* begin RECORDS FOR THE EXERCISE *

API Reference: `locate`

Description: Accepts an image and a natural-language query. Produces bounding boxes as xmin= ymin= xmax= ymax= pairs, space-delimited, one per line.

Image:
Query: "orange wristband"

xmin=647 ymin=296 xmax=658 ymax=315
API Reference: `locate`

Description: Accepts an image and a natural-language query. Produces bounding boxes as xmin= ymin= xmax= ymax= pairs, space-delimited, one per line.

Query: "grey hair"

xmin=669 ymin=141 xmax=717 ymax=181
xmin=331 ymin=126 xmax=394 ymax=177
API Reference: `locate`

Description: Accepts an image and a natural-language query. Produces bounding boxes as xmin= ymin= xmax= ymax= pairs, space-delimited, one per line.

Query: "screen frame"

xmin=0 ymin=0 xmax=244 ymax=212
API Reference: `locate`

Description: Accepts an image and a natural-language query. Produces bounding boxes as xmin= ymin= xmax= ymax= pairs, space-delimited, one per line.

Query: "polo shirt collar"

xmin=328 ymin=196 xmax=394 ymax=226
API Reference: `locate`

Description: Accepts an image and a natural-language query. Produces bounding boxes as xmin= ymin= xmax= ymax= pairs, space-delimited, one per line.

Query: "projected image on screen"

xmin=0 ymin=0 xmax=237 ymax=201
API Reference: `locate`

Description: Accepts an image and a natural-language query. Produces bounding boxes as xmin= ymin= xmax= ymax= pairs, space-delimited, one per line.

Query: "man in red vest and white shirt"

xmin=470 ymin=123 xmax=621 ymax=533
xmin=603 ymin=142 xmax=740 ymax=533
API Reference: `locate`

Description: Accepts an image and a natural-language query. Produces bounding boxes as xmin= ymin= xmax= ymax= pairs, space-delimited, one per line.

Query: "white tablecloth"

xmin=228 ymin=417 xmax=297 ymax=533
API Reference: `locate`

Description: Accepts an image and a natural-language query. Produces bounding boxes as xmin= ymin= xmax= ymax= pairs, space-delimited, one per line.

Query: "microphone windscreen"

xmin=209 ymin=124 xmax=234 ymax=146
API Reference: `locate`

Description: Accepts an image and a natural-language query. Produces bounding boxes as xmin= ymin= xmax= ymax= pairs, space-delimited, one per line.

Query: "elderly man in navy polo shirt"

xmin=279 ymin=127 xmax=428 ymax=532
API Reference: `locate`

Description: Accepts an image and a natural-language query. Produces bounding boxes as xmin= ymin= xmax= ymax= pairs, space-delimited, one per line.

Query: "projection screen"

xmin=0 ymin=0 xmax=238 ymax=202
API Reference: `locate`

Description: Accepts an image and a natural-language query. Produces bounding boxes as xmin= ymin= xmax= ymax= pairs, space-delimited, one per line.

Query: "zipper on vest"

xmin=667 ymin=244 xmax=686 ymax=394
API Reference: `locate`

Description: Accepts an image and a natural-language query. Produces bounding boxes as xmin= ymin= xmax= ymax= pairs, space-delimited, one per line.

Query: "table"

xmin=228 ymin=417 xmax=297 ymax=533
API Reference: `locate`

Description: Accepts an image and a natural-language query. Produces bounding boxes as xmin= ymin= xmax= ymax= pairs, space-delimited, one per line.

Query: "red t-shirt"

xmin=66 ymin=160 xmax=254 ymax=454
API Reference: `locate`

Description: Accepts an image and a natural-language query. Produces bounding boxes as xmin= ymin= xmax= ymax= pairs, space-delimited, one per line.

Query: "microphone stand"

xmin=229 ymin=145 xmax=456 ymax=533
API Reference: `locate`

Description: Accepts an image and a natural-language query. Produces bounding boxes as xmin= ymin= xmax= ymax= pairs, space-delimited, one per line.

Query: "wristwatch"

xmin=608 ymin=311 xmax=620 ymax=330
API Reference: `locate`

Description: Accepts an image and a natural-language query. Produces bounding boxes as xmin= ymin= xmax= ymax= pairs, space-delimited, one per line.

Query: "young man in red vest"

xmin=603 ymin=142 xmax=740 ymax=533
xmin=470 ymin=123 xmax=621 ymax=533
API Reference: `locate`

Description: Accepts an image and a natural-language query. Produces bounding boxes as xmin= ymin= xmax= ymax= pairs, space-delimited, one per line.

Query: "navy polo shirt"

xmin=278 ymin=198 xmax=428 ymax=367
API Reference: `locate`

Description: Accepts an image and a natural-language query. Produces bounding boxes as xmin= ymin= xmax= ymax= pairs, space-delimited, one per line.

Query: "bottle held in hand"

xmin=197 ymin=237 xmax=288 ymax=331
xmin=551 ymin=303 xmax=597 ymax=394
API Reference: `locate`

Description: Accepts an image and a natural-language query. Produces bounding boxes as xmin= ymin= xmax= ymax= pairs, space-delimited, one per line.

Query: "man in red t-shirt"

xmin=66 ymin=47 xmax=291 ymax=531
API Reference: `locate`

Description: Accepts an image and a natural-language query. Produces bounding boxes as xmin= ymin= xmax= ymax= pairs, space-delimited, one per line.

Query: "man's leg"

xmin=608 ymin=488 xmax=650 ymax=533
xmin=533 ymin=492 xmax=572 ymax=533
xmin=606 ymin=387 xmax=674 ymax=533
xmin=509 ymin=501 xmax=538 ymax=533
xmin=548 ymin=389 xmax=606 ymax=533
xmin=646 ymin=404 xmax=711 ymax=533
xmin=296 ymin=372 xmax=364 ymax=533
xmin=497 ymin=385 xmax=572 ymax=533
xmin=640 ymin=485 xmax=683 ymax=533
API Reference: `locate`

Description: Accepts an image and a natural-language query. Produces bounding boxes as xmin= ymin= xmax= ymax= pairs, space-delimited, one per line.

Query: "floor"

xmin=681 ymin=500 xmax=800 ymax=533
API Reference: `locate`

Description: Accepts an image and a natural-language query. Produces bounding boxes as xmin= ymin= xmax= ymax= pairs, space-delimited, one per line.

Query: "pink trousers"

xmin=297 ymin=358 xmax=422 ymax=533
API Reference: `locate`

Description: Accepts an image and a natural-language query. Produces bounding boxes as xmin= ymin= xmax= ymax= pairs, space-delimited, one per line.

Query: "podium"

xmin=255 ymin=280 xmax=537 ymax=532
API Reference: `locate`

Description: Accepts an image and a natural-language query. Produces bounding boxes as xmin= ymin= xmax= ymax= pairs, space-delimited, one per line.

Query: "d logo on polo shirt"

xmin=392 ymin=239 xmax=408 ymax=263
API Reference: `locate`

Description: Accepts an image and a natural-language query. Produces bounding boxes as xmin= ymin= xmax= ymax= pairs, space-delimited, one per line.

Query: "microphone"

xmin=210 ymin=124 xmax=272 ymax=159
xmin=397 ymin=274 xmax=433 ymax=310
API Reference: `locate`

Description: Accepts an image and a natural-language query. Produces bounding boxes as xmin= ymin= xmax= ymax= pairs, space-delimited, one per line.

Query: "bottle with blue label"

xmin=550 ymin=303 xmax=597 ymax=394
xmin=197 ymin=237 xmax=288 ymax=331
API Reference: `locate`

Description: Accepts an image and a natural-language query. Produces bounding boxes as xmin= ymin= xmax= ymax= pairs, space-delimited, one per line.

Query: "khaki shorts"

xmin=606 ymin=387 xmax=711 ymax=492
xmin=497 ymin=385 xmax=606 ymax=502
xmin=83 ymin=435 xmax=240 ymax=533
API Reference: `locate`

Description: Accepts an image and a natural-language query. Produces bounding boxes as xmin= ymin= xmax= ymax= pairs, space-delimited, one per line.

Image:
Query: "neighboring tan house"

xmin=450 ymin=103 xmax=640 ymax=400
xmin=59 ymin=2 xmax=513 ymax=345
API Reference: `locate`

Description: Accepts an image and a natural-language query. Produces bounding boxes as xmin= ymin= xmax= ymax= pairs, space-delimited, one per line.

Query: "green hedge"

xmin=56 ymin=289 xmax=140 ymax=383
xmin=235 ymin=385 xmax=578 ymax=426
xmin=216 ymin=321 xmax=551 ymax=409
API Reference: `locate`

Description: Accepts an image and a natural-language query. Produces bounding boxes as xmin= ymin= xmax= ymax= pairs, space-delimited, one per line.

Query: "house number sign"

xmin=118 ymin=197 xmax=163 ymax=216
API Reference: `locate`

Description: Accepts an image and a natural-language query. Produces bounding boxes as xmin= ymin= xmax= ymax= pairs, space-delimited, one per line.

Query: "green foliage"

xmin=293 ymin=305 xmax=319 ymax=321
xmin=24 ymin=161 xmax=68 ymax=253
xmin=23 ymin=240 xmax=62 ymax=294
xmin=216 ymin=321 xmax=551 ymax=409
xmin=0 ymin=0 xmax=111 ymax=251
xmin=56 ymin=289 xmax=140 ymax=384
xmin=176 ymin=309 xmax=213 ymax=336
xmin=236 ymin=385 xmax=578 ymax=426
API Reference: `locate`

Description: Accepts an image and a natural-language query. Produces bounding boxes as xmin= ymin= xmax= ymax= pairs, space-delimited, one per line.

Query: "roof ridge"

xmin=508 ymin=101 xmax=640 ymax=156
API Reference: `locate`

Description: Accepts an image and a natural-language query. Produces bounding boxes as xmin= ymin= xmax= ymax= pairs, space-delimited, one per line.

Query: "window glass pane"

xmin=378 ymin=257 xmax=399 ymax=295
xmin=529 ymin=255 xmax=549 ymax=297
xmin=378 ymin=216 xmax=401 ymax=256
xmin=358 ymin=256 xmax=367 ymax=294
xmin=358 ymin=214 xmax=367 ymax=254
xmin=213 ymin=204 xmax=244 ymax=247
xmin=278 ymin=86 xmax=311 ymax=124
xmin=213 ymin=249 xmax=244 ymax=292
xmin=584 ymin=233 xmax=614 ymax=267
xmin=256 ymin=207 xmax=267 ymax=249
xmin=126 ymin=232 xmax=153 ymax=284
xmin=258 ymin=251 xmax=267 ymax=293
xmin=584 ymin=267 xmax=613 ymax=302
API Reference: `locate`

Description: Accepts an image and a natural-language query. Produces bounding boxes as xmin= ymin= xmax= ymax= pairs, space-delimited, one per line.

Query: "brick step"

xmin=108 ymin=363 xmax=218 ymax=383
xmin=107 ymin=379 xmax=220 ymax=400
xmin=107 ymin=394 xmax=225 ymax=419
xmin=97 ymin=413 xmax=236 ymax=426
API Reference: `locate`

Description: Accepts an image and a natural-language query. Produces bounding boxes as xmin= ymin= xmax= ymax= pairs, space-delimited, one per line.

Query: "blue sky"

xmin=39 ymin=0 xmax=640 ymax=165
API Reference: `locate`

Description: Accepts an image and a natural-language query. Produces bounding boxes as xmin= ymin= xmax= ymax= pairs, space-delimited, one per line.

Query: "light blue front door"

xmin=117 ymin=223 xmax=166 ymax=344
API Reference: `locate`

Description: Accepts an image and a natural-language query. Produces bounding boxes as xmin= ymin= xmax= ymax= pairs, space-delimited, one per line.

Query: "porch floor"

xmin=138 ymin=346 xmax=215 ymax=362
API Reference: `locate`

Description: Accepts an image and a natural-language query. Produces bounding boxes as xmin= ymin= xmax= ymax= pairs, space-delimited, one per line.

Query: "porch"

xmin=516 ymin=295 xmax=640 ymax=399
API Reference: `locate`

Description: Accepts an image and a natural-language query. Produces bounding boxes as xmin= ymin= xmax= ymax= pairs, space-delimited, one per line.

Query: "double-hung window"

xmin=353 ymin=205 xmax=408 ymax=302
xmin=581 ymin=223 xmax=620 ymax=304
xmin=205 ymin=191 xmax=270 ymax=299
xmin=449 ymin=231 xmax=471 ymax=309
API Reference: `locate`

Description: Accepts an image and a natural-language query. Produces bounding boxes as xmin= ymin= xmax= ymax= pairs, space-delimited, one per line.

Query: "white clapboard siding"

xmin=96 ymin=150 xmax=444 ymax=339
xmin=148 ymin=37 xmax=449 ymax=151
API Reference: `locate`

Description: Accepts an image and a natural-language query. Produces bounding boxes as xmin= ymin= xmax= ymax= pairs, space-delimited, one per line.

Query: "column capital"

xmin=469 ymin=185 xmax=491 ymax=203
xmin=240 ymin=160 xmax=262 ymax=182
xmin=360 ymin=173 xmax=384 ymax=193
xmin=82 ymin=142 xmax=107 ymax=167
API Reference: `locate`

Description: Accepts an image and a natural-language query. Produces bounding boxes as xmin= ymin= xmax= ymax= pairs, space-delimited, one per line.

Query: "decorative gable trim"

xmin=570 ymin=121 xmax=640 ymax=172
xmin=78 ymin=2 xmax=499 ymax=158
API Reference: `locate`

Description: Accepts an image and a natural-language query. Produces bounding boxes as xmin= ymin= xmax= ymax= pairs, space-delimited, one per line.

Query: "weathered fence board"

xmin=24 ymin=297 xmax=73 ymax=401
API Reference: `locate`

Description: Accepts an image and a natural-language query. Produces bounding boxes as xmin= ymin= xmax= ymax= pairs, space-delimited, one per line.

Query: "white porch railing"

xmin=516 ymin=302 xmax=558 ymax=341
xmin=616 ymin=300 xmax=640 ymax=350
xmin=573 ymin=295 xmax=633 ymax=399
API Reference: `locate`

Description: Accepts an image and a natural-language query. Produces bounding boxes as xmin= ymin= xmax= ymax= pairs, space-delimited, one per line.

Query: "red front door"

* end RECORDS FOR THE EXERCISE *

→ **PROBLEM TO WORK ON**: Tally the lines in the entries above that contain the string "polo". Reply with the number alone.

→ **THE OUTPUT**: 4